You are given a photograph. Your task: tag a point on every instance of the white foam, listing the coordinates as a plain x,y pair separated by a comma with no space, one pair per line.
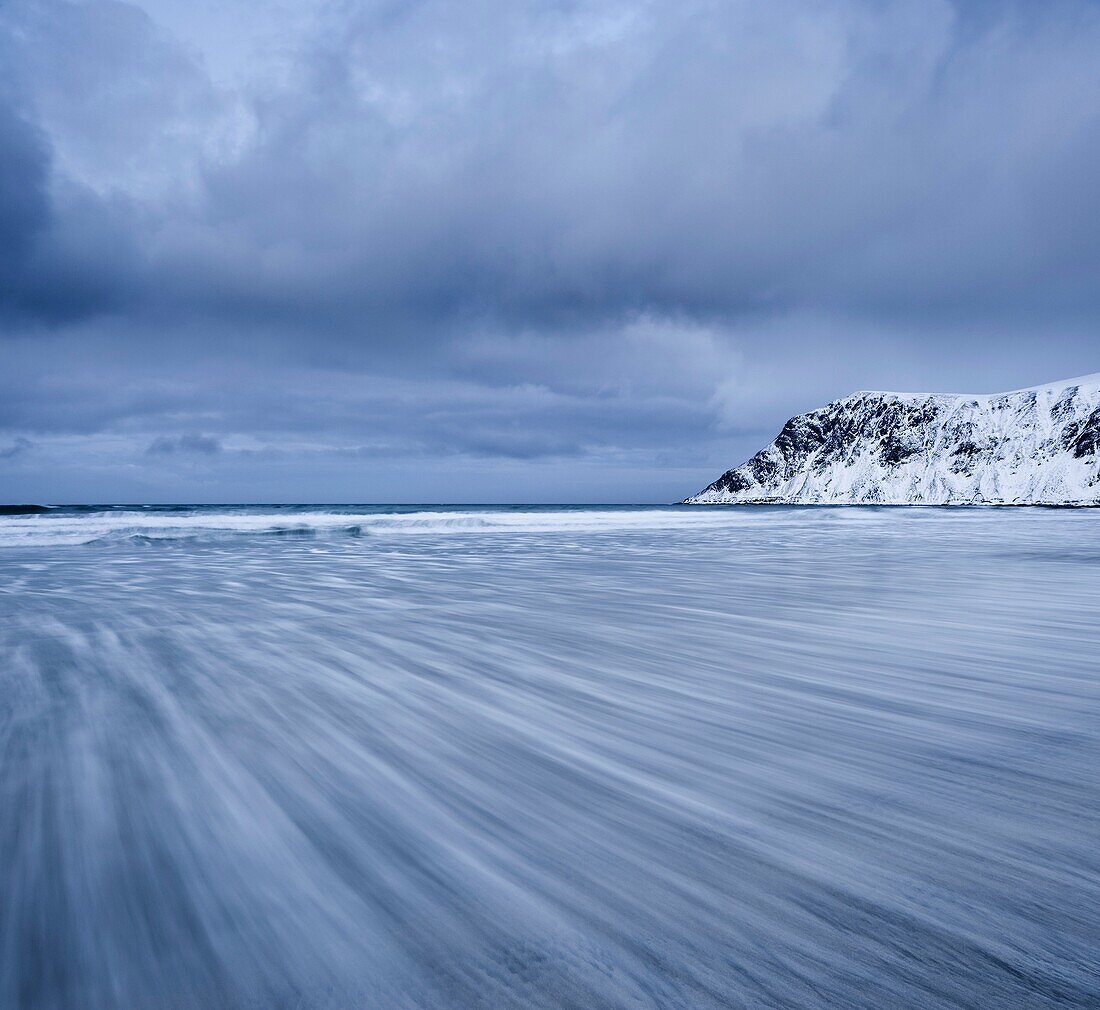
40,530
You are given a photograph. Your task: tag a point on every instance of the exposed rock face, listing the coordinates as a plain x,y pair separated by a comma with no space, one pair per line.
1031,447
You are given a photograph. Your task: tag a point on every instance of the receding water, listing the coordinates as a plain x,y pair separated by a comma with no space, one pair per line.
558,758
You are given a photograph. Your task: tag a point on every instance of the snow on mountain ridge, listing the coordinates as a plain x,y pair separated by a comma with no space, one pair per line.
1038,446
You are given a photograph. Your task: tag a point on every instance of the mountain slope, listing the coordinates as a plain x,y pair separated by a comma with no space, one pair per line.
1030,447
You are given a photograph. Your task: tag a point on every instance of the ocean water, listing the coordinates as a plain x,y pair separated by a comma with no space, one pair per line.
630,757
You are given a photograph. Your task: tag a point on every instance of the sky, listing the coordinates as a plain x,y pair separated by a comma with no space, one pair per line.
516,251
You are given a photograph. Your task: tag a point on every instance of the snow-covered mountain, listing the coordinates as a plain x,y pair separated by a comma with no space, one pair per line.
1031,447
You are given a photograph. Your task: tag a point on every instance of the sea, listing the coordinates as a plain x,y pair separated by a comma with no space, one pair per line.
430,757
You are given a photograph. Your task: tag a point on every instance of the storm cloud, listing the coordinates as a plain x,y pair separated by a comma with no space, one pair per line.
505,250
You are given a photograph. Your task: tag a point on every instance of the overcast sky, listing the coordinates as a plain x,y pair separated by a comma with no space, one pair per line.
501,250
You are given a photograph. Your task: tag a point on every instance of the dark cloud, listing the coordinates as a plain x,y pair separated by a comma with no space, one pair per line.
194,445
600,232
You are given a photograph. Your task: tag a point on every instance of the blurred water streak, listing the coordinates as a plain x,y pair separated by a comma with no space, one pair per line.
558,758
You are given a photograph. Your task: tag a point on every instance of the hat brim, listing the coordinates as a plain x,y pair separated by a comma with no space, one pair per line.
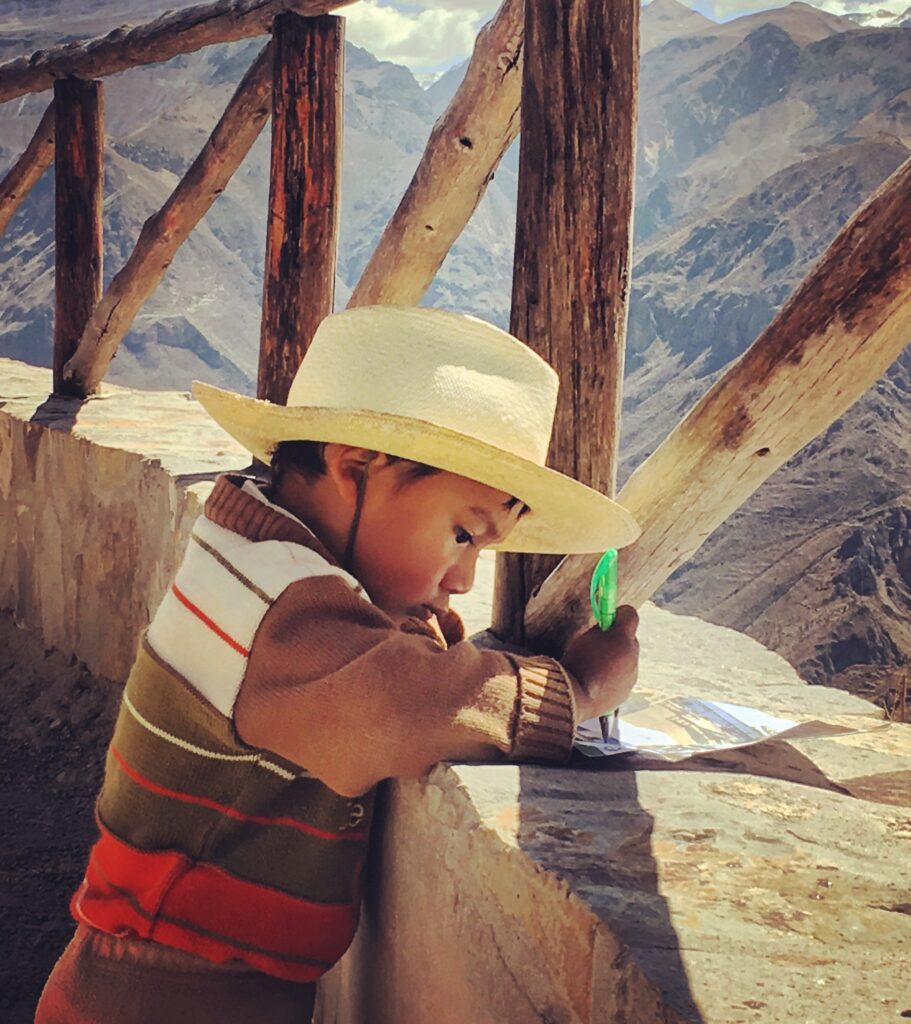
566,517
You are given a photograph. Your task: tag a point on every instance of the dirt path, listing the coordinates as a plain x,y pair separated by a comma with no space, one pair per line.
55,720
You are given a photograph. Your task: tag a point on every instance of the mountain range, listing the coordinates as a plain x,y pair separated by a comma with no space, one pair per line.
757,139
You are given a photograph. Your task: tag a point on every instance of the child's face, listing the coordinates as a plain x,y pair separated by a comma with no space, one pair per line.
419,540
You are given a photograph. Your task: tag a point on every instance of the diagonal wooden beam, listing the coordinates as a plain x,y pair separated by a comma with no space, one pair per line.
175,32
464,150
29,168
837,334
163,233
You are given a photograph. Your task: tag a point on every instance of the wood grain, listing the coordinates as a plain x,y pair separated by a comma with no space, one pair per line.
571,275
837,334
464,151
175,32
79,174
28,169
163,233
303,219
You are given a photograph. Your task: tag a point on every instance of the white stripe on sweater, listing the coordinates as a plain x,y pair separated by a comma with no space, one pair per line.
184,744
183,640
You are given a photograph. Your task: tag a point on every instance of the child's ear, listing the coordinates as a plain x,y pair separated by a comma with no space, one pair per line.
345,467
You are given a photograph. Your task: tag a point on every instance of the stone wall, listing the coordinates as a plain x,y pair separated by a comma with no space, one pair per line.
768,884
96,502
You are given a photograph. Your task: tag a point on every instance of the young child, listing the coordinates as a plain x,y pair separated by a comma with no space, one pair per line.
306,650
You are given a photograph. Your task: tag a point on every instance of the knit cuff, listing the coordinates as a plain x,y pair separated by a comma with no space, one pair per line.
545,712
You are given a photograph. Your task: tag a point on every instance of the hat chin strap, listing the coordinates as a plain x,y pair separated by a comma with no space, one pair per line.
355,519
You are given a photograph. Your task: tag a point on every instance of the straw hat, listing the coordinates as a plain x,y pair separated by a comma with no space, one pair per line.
444,389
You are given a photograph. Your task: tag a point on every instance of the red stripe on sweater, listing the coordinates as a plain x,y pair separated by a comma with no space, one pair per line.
168,898
232,812
216,629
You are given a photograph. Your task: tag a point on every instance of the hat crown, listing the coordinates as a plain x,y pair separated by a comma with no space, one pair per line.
445,369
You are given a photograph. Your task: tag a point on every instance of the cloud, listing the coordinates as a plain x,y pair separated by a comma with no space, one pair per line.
731,8
420,35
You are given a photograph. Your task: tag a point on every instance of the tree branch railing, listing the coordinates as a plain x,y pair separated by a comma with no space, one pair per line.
464,151
174,33
24,175
163,233
837,334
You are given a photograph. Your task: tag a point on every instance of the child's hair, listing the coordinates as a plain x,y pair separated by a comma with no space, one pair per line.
307,458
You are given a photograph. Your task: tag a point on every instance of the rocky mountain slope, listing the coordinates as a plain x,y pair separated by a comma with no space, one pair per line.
757,139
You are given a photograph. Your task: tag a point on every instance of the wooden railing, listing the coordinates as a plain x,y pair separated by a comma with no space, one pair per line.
575,65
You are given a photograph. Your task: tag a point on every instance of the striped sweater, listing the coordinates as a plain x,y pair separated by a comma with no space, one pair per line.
267,699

------

SOAL SINGKAT: Tulis ulang semua entri di atas, ganti "photograph" dengan "picture" dan biarkan bagian lain tetap sama. Gambarnya tidak usah dimasukkan ke jawaban.

JAWABAN:
You are given a picture. Your task: tag a point on every instance of the white foam, listing the coordinates as a plain x,y pair separated by a comma with no space, one pair per line.
40,530
You are given a picture. Your task: tag a point on every instance of the exposed rock face, listing the coordinates as a plain x,y pair separated by a comma with no space, one pair per line.
1031,447
You are given a picture. Your task: tag a point on every instance of the receding water, listing the coordinates as a plain x,y pair separated by a comma with no space, one pair per line.
558,758
You are given a picture. Your task: tag a point on every instance of the snow on mountain ridge, listing the coordinates as a plain x,y pair separated by a comma with no space, one pair per line.
1038,446
You are given a picture. Your task: tag a point on every instance of the mountain slope, listing the coordinates as a plain x,y pair separated by a comma with no space, one pair per line.
1030,447
You are given a picture. Your task: tag a point on every instance of the ocean water, listing the coordinates as a plain x,y pair separated by a comma with no space, one pair per line.
630,757
You are given a picture. Your task: tag a point on every instance of the sky, listing the coordinates as a plain x,y pair separated by a comma with no space, one pair per line.
516,251
You are given a picture. Your task: tag a point on every instance of the snow-covered mountain, listing the coordinates as a plain x,y pair separated by a comma with no space, one pair per line.
1031,447
You are given a picture. Your task: tag a point on every instance of the sea, listing the coordinates as a plain x,y pair separated by a comma with no space, one pair per line.
430,757
You are given a picture. Your task: tag a point on every instance of the storm cloud, listing the coordinates as a plain x,y pair separated by a comma with no space, one pair per line.
505,250
You are given a picture. Your task: tag a point on every instance of the overcast sky, listing the coordinates as a plain x,y pair separated by a comma with no space, one pair per line.
501,250
You are given a picture. Your task: tag a point on every instance of the dark cloud, listing the coordinates as a plain x,y pair separated by a comma with no space, one pair per line.
194,445
600,232
You are given a picture. Your task: tag a point on every instance of the blurred water streak, listing the coordinates as a plain x,y pair separated by a comma with no space, one pair per line.
558,758
You are given a picture. Your task: tag a point on every instance of the hat brim, listing the coordinates as a plain x,y pair separated by a comma with no space, one pair per line.
566,517
You are given a picture. Your task: tag a point on every instance of the dirt path, listing the coordinates as a plain x,y pair separated by a comma with no space, one pair per line.
55,720
You are given a picture. Your task: tag a point on every instance of the mountain range, listing the coordinates as a plain x,y pair separated by a comma with no space, one pair per line.
757,139
You are given a picture. Your task: tag a point on every instance of the child's face, listing the coordinates as a plain x,y pair separated by a comma with no space, one pair per line.
419,540
You are given a picture. Your task: tag a point on every instance of the diagonal wooden beam, listing the coordinates as a plain x,y pair separated by a comma with no space, one pair per line.
175,32
464,150
29,168
837,334
163,233
You are given a picture. Your task: tag a point on every instance of the wood grain, listing the coordinates as a plain x,y pair separated by a comma with no space, one pair per line.
571,275
837,334
464,151
175,32
79,174
28,169
163,233
303,219
You are given a picture. Your task: tag a point on every instance of the white stripe on sweater, listing the coordinates as a plain x,y pair separated by a comma with no space, one pair per line.
184,744
183,640
You are given a picture. Your task: tag a point on every instance of the child's ear, listing the coordinates as a plain x,y pair separated by a comma with no space, one pair per line.
345,467
You are given a picture. Your task: tag a point on every instance of the stone wall, listing the coordinates as a plain x,y pair separated by a comma with no space, one pair per line.
768,884
96,502
You are given a picture. Your task: tag a point on every instance of the young child, listing the coordinates as a plain x,y pair separated by a comma with no space, one pair per line.
306,650
You are given a picture. Your task: tag a point on every instance of the knit cuff, listing the coordinates as a plain x,y pair separated by a comma with no space, one pair per line.
545,712
You are given a picture. Your task: tag a point on every instance of the hat chin strap, listing the coordinates as a plain x,y pair separated by a comma with no space, one pair per line.
355,519
You are given a picture. Your task: tag a point on every instance of the straw hat, listing the coordinates as a plain x,y pair separated by a comma with no space, one pair per line.
444,389
You are given a picture. Your task: tag a point on every instance of the red stripe on sweater, listing the coordinates as a plain x,y pair separated by a comma with no space, one pair per line.
168,898
232,812
216,629
You are given a picture. Your task: tag a point on every instance of the hat crown, listing the coordinates as a plain x,y pair separated by a comma with no space, one pair per line.
445,369
You are given a picture. Your task: tag a point on every instance of the cloud, listing the coordinates as a plain x,y pair separated by a comma with no space, one pair per line.
731,8
420,35
You are given a picture. Your task: tag a point on every instance of the tree branch railing, listing the coordinates as a plain x,y pair separated by a comma with no space, one pair per line.
464,151
174,33
24,175
163,233
837,334
You are given a picture. Your task: tag a point on every instance of the child's hair, listing the coordinates as a plain x,y pair separated by a comma with no space, one pair per line.
307,458
You are given a picture. Your task: tag a point on every instance of the rocky mountain slope, listing the coordinates as a plain x,y pair separated by a comma with no space, one pair per line.
757,139
You are given a picture. Your task: tag a point on every instance of the wooden railing, listing the coordinates as a plain x,y pair separated by a comma with no space, one pair per line.
575,65
You are given a picture. Your task: tag a point on every instance of the striped sweater, listing the coordinates as a plain x,y pair separated by a comma with no space, one pair per line.
267,699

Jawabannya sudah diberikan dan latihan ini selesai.